Problem to solve: Find every line in the lines below that contains the word "building", and copy each one in full.

Exercise materials:
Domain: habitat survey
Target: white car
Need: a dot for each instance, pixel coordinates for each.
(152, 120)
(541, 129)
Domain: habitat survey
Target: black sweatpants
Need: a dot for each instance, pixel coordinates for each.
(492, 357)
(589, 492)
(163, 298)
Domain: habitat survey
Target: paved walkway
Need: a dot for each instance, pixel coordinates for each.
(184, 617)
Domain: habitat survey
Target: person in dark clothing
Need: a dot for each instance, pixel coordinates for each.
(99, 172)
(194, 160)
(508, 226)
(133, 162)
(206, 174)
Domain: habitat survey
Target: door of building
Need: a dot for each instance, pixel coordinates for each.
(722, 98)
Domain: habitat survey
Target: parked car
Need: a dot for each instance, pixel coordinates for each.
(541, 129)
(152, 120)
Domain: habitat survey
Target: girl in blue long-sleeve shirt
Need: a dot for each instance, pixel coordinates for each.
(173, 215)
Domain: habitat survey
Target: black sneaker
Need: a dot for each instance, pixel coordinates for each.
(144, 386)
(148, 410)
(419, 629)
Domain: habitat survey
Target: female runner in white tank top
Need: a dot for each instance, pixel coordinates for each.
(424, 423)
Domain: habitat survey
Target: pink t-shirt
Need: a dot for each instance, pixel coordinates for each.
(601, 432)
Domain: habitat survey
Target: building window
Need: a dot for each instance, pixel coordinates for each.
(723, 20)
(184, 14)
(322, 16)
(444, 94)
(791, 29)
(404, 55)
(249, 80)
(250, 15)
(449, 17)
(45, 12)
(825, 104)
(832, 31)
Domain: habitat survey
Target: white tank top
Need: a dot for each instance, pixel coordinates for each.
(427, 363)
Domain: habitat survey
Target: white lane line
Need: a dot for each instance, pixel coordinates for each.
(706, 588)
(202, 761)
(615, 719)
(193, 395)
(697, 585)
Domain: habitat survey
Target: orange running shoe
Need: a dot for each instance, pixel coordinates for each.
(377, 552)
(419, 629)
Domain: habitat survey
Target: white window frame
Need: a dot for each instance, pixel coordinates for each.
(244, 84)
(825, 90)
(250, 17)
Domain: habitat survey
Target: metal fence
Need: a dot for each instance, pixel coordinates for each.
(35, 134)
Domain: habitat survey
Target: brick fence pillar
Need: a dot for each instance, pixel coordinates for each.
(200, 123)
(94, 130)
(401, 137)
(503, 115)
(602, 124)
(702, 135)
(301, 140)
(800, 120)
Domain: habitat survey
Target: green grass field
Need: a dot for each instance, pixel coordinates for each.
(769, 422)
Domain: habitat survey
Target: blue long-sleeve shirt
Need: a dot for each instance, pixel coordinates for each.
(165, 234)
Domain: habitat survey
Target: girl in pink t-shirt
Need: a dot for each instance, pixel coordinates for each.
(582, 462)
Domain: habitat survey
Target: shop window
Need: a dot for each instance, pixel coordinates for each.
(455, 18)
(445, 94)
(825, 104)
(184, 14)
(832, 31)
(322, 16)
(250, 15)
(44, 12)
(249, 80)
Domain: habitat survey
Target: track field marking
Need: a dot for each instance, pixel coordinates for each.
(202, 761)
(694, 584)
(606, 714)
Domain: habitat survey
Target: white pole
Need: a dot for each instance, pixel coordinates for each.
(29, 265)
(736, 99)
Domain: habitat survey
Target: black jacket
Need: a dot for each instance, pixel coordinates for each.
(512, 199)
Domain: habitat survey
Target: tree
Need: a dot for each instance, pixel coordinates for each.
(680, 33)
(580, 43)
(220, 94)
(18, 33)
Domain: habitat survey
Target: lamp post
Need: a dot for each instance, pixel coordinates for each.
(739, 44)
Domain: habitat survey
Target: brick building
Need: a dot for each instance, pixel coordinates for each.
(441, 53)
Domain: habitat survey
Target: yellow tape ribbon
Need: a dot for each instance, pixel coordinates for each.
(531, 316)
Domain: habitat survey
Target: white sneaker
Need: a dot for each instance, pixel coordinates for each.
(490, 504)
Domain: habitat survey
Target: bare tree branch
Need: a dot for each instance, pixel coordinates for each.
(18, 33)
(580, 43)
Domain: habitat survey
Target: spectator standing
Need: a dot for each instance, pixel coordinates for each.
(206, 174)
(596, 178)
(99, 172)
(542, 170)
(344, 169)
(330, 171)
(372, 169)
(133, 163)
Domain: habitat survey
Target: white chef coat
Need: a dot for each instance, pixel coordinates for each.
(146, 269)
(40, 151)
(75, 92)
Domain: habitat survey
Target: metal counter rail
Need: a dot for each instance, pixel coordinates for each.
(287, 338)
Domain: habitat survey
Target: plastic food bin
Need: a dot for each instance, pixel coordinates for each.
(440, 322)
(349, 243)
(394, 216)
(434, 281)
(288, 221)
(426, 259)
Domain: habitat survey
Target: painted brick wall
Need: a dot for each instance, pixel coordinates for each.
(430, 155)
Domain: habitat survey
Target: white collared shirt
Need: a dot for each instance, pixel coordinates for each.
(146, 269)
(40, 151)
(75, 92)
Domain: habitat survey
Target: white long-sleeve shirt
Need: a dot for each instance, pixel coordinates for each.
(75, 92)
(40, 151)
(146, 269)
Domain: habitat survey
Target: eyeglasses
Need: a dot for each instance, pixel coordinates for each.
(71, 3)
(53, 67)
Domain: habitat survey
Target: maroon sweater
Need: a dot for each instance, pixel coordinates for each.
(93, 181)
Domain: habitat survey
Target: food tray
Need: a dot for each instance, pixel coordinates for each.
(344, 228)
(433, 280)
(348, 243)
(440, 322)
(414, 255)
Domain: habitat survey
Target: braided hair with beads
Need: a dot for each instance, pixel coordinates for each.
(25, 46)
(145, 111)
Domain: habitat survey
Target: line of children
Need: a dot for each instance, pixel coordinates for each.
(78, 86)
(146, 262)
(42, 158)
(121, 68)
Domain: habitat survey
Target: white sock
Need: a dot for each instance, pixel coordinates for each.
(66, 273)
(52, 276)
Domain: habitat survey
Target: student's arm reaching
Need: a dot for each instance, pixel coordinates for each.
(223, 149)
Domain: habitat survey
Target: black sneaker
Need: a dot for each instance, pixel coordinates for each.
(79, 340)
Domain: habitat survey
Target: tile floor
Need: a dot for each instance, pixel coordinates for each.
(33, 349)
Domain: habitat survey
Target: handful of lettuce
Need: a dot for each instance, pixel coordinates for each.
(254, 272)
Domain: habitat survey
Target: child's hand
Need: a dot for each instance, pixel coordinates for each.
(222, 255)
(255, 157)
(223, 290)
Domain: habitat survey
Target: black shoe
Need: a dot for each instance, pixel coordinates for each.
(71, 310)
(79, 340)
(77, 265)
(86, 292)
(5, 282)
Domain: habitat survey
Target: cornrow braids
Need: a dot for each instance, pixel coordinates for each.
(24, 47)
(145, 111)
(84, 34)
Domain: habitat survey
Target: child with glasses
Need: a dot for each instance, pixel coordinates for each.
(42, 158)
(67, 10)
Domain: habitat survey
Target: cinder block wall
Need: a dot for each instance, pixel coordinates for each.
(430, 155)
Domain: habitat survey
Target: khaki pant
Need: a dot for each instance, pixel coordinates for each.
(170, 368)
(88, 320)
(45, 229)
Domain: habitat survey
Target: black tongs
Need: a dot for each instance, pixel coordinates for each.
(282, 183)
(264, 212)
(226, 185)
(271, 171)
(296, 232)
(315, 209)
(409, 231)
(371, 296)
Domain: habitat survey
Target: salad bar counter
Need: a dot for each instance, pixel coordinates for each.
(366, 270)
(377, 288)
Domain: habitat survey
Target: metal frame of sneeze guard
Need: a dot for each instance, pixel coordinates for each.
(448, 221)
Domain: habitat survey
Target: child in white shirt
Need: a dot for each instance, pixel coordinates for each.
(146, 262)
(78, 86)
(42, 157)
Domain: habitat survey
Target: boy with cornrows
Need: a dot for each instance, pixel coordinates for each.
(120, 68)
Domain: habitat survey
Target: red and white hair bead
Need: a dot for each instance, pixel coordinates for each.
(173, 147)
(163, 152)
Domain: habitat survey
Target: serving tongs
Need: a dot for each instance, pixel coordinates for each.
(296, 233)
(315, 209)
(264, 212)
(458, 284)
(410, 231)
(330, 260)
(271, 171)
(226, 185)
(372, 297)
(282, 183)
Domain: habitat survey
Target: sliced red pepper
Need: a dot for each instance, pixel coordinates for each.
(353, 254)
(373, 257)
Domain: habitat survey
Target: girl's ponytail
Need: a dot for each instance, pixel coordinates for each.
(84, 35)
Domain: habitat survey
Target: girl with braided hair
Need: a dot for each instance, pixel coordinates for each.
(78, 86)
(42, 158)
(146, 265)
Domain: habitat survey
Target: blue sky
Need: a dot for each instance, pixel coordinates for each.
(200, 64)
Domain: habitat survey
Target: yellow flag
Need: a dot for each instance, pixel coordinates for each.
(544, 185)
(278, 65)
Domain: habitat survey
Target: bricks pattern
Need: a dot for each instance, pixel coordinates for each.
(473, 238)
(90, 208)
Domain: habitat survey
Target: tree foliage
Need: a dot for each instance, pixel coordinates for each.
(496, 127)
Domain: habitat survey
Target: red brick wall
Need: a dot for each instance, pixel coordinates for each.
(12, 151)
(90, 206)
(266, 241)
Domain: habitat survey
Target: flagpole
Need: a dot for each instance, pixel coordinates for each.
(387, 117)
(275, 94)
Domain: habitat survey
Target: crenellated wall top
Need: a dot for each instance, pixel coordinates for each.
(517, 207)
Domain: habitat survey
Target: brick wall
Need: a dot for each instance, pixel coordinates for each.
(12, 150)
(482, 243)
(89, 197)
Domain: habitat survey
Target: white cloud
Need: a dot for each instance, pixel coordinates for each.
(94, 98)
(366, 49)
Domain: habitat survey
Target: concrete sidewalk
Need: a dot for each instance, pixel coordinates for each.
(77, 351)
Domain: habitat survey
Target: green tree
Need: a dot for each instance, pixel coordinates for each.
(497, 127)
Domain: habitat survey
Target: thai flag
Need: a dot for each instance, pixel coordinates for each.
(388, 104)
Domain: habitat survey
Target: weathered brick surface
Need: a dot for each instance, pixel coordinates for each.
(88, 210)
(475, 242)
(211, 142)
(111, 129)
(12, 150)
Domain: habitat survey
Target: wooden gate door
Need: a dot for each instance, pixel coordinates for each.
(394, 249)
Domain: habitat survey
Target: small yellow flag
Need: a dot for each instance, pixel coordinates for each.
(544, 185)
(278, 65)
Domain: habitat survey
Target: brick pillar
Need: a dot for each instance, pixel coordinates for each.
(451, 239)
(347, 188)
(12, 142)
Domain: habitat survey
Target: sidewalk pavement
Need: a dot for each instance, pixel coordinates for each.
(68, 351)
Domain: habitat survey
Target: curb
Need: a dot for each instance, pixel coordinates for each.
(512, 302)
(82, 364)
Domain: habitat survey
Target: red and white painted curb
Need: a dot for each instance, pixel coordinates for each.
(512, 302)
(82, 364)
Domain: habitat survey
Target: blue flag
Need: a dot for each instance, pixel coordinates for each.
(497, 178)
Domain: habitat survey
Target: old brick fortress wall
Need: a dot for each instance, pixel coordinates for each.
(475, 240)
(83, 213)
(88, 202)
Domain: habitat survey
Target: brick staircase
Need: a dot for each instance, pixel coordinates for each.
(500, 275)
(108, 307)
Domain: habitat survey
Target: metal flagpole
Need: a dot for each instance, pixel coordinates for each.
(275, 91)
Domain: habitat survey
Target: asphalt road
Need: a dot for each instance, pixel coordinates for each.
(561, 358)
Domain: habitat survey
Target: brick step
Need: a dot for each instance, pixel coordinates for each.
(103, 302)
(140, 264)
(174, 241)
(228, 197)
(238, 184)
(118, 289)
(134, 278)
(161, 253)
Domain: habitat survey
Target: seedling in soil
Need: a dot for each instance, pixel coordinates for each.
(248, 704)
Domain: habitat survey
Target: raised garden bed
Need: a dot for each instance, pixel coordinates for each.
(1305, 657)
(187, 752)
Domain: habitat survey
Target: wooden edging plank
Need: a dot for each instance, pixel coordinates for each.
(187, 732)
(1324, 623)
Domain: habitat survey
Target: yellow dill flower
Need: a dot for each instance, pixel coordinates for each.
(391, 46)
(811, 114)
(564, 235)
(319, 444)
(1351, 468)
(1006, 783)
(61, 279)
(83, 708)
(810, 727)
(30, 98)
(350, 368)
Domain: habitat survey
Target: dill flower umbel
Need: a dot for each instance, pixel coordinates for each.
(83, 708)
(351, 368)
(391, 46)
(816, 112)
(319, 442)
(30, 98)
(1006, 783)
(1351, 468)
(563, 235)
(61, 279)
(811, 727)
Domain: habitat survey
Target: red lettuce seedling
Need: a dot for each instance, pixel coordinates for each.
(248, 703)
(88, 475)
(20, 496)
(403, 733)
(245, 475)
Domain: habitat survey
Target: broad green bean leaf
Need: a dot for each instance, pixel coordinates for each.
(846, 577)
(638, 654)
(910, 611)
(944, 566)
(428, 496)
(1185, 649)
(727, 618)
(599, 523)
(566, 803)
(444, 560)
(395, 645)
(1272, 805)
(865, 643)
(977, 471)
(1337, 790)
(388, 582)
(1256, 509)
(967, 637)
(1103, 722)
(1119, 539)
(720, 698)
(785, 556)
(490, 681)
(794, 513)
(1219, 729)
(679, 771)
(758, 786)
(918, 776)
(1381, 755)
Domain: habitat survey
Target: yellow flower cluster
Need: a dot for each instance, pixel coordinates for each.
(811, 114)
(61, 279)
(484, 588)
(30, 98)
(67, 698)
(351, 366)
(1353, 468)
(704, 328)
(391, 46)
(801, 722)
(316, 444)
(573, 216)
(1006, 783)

Result of this task:
Target: door of building
Target: building window
Target: brick building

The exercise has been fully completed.